Action item: Please retype the data that follows, starting at the line containing "label the gravel" and stopping after the last line.

Saved data entries:
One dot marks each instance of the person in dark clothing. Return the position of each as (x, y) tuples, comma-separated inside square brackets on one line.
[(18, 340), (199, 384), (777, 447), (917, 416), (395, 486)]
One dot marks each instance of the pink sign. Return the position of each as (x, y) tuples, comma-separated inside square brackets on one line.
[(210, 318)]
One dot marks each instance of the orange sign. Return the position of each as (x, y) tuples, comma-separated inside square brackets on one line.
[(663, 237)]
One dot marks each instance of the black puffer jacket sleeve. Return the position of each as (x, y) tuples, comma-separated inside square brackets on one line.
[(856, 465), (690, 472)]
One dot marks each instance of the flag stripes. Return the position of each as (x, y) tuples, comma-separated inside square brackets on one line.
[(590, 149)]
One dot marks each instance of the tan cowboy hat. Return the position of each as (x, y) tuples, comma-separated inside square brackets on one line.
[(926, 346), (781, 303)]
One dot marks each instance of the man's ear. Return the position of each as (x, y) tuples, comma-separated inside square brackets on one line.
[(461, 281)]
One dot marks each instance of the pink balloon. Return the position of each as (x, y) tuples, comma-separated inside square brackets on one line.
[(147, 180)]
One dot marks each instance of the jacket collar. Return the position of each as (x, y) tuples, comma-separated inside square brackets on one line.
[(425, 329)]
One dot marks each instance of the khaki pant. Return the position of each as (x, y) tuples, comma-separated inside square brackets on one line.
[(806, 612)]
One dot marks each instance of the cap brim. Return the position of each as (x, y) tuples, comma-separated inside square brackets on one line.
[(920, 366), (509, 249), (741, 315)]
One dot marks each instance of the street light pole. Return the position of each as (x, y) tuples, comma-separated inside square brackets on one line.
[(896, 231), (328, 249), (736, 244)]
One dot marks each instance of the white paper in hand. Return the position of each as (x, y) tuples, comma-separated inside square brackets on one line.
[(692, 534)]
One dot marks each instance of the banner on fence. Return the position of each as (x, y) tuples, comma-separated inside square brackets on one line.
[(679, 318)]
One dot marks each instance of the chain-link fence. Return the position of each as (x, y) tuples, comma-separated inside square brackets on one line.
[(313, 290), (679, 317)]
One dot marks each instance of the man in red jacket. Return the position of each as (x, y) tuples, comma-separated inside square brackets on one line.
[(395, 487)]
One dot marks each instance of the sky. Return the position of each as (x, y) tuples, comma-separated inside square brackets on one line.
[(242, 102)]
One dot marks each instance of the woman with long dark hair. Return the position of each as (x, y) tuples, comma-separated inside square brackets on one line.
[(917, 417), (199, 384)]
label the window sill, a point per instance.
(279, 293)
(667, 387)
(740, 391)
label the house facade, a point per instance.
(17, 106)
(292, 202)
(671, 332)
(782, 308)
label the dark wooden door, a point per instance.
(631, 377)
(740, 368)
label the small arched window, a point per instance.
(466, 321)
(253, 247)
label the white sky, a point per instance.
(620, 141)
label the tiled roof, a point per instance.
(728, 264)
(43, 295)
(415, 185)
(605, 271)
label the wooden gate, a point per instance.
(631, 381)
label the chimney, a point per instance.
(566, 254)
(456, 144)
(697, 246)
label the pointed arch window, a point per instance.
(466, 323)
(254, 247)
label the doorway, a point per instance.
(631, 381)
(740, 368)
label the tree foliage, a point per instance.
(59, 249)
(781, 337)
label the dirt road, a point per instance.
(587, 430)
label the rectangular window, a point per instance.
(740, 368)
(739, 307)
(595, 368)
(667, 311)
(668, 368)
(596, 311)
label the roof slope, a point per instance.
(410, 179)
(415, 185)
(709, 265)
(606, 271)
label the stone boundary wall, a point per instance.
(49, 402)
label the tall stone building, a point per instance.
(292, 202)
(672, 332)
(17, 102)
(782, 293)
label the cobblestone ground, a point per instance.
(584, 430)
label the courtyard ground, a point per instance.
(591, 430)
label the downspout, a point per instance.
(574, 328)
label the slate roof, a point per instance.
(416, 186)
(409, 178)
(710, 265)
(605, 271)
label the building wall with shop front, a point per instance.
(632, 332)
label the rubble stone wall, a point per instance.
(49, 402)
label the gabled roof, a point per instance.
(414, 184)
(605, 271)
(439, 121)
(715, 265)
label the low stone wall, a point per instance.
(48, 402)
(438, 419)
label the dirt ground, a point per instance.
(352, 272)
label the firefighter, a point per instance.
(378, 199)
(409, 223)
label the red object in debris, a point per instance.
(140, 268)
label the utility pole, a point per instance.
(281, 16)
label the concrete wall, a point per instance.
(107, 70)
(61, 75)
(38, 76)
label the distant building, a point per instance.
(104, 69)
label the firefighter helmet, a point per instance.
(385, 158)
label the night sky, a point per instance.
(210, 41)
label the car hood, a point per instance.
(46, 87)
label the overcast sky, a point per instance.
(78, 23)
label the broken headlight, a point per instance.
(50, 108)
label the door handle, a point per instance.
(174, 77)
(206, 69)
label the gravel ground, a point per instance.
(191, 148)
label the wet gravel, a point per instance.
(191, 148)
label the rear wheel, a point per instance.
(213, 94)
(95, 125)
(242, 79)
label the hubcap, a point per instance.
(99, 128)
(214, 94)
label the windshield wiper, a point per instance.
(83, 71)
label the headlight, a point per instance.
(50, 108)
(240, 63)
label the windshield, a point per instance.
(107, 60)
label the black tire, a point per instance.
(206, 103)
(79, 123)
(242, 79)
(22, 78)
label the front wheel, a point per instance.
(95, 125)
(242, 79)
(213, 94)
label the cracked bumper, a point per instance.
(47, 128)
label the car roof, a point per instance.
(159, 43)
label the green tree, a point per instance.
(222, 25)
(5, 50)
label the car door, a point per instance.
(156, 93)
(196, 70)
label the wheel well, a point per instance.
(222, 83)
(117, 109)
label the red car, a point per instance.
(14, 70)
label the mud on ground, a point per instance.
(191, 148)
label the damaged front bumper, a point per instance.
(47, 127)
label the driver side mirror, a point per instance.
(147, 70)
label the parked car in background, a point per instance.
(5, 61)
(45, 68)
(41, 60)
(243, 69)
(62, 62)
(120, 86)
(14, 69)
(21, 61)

Output of the task:
label the gravel ground, a point per instance.
(191, 148)
label the wet gravel, a point per instance.
(191, 148)
label the rear wheel, a point per instance.
(213, 94)
(95, 125)
(242, 79)
label the hubcap, a point per instance.
(99, 128)
(214, 94)
label the windshield wiper, a point per instance.
(83, 71)
label the headlight, a point per instance.
(50, 108)
(240, 63)
label the windshield, a point per instance.
(107, 60)
label the black tire, a point per instance.
(206, 103)
(79, 123)
(242, 79)
(22, 78)
label the front wheel, a point per instance.
(95, 125)
(242, 79)
(213, 94)
label the cracked bumper, a point per instance.
(47, 128)
label the car roof, a point per instance.
(159, 43)
label the green tree, a point per instance.
(222, 25)
(5, 50)
label the car door, a point per instance.
(156, 93)
(196, 70)
label the wheel well, a point per instance.
(222, 83)
(117, 109)
label the red car, a point per instance.
(14, 70)
label the mud on ground, a point per instance.
(191, 148)
label the damaged front bumper, a point per instance.
(47, 127)
label the driver side mirror, a point per instance.
(147, 70)
label the parked car in background, a point per instance.
(5, 61)
(45, 68)
(41, 60)
(243, 69)
(62, 62)
(120, 86)
(14, 69)
(21, 61)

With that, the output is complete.